DATA SHOWN.
============================================================

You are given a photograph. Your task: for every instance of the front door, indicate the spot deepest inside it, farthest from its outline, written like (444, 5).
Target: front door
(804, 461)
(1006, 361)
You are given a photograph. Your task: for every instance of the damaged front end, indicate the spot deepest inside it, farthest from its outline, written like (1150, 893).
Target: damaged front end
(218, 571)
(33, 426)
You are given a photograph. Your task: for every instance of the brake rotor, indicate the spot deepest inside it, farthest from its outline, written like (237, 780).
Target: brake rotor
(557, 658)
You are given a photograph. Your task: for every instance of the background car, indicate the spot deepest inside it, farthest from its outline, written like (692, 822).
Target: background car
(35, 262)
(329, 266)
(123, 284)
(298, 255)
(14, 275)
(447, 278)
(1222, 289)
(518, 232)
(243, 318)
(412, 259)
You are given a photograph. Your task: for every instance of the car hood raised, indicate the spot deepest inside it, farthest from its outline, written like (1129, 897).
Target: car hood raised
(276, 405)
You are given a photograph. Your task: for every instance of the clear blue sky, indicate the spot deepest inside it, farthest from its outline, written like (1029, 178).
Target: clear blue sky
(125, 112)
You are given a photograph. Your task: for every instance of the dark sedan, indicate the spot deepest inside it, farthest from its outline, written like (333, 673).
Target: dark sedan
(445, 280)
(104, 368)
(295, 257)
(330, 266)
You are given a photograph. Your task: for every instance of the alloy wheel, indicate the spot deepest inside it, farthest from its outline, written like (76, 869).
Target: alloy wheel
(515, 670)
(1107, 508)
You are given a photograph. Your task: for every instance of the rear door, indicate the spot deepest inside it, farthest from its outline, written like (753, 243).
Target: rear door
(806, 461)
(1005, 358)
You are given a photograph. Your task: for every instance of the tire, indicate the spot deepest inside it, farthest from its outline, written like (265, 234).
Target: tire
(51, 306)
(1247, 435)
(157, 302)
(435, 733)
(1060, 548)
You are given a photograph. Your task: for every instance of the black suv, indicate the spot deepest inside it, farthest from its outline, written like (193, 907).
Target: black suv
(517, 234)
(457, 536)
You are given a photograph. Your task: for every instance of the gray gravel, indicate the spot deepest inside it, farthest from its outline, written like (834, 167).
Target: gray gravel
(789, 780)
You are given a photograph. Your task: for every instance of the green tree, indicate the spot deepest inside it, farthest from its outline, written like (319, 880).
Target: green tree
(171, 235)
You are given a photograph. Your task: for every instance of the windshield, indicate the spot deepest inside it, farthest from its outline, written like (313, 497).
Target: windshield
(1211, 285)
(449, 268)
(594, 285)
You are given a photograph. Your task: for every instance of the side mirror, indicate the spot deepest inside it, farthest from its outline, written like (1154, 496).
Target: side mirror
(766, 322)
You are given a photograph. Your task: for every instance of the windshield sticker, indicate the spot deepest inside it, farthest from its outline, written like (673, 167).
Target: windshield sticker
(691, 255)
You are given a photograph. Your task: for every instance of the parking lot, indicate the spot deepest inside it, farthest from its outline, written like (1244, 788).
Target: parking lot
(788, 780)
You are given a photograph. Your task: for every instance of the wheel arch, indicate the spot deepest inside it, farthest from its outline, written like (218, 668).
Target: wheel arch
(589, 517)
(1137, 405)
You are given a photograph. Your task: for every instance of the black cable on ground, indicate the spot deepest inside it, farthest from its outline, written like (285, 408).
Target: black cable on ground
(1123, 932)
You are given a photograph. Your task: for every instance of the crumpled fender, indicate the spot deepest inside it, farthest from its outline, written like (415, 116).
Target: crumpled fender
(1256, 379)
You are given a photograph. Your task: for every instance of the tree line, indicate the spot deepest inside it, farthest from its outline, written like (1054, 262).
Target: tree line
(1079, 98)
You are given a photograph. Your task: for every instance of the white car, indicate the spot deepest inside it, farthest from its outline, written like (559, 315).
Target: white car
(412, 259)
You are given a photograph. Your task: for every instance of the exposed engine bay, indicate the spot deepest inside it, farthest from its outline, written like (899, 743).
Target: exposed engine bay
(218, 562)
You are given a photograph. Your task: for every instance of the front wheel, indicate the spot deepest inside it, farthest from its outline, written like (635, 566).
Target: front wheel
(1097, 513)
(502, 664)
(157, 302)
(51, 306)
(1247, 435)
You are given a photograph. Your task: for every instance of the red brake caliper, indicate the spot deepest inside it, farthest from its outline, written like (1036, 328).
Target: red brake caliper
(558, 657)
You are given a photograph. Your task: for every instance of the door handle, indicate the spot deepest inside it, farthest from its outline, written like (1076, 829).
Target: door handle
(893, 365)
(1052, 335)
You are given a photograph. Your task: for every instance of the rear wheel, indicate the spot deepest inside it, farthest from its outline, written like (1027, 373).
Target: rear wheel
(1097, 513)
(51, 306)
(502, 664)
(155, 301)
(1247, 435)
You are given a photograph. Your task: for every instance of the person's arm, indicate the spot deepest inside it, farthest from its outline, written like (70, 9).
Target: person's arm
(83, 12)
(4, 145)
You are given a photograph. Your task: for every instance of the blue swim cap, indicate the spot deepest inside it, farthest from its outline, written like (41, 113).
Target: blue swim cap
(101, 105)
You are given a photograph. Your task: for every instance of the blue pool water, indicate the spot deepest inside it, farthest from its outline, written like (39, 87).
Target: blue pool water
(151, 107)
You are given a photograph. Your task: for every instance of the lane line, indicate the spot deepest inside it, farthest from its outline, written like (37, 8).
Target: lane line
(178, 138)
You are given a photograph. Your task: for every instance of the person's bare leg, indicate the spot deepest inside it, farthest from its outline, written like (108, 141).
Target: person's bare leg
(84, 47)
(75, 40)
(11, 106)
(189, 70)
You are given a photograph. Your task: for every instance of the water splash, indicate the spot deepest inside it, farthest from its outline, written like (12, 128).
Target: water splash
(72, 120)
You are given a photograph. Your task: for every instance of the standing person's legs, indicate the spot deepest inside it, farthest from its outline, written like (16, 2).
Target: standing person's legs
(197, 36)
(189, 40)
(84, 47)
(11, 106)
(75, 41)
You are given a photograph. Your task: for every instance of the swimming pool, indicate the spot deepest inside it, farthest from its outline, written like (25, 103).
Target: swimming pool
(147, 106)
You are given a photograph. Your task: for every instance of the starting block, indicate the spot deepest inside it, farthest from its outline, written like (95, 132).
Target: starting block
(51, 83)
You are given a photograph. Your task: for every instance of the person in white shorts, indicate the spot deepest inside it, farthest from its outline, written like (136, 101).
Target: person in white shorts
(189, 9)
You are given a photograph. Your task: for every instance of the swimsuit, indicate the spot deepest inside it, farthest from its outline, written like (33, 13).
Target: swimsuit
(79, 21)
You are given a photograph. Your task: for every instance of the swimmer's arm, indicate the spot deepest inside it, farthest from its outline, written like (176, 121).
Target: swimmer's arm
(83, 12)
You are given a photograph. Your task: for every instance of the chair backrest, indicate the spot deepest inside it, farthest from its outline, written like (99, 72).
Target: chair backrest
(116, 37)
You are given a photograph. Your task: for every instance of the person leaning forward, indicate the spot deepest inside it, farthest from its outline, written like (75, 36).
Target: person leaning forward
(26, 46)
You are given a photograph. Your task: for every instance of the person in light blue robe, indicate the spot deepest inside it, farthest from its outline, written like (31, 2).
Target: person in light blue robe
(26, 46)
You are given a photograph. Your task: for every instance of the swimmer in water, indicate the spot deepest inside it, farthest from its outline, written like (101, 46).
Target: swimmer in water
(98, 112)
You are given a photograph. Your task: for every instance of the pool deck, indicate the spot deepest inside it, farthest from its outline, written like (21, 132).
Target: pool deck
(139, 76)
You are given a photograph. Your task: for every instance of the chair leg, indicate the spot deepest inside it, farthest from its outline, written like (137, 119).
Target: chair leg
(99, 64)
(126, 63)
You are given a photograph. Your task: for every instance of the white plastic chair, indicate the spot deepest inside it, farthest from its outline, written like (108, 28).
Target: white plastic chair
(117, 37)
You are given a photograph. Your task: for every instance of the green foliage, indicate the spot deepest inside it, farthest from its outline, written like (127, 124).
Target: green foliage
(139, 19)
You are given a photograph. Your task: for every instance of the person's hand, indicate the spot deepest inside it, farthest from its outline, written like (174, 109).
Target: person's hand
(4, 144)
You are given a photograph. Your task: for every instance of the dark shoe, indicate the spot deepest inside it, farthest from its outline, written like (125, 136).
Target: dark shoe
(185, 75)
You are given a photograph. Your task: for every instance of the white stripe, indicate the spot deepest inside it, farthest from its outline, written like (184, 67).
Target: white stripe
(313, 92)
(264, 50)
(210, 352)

============================================================

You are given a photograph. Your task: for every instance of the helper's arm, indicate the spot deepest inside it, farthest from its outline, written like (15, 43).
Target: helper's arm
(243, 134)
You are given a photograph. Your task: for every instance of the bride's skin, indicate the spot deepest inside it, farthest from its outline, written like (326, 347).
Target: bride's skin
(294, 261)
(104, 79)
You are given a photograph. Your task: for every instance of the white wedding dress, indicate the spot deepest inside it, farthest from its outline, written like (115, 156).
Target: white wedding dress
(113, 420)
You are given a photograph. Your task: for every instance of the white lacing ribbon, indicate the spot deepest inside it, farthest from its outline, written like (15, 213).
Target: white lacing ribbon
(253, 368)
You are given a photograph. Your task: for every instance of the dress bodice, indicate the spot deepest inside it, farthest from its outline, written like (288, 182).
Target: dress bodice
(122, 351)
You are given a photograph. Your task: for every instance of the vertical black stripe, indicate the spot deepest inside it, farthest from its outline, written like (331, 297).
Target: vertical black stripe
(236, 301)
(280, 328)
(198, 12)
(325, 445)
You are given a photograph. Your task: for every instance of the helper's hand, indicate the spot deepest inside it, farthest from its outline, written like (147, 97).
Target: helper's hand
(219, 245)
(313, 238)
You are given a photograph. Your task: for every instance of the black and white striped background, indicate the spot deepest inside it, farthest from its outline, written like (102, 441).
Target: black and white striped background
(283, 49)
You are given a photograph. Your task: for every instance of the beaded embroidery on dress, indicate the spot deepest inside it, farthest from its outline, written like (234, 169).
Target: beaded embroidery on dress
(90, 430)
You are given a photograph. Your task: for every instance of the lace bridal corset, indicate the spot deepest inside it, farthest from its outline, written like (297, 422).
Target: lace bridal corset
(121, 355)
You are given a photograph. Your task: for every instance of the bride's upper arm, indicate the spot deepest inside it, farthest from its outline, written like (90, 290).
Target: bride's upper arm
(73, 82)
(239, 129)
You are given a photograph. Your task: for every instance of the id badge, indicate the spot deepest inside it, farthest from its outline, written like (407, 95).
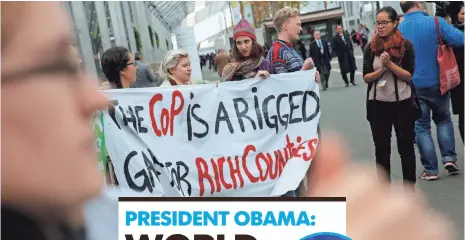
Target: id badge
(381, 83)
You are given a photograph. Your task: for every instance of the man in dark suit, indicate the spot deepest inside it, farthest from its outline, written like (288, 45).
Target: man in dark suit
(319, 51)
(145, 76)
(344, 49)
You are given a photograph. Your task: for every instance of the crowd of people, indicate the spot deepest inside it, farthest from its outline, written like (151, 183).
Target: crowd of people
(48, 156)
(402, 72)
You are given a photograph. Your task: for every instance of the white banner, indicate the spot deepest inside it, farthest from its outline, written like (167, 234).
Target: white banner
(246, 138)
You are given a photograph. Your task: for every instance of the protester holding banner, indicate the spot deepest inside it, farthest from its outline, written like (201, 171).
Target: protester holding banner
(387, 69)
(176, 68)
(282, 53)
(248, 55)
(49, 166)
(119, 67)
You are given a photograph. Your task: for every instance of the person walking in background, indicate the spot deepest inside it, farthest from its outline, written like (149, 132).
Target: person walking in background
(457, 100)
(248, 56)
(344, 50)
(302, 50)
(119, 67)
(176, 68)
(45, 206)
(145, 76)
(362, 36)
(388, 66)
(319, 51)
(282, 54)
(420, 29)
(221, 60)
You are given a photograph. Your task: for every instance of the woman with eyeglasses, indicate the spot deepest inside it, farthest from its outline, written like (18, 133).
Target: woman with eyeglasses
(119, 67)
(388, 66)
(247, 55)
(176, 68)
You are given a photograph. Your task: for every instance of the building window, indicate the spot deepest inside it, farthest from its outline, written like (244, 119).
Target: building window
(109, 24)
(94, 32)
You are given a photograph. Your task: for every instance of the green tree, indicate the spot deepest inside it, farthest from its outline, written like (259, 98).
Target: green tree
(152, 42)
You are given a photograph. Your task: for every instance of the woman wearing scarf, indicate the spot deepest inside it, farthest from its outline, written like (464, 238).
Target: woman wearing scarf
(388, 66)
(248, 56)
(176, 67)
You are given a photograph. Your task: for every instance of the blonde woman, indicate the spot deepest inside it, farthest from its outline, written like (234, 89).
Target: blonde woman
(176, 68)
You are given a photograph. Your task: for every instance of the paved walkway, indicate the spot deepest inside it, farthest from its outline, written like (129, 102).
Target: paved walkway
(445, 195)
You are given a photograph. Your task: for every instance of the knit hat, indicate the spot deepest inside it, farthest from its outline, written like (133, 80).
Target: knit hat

============================================================

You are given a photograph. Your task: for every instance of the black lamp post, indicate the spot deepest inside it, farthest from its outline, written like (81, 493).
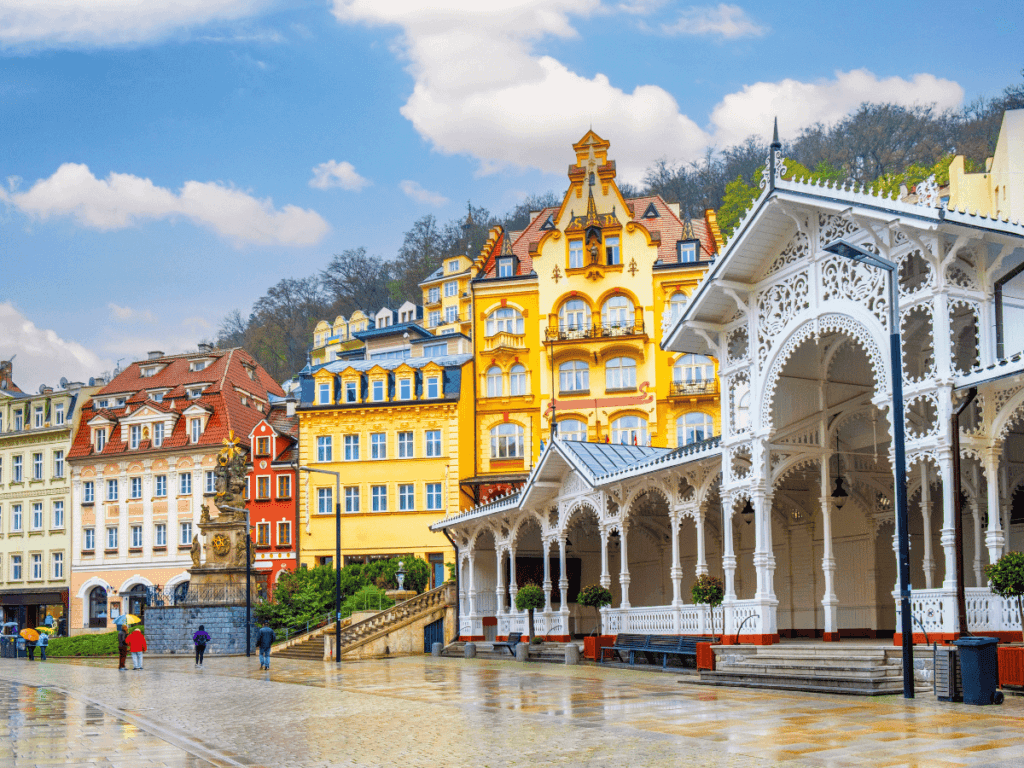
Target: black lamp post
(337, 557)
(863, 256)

============================================================

The string "knit" marks the lines to return from the material. Copy each one.

You are given a photograph. Your task: for every instance of the knit hat, indicate the spot deepest inside it, farthest from its outline, written like (133, 80).
Target: knit hat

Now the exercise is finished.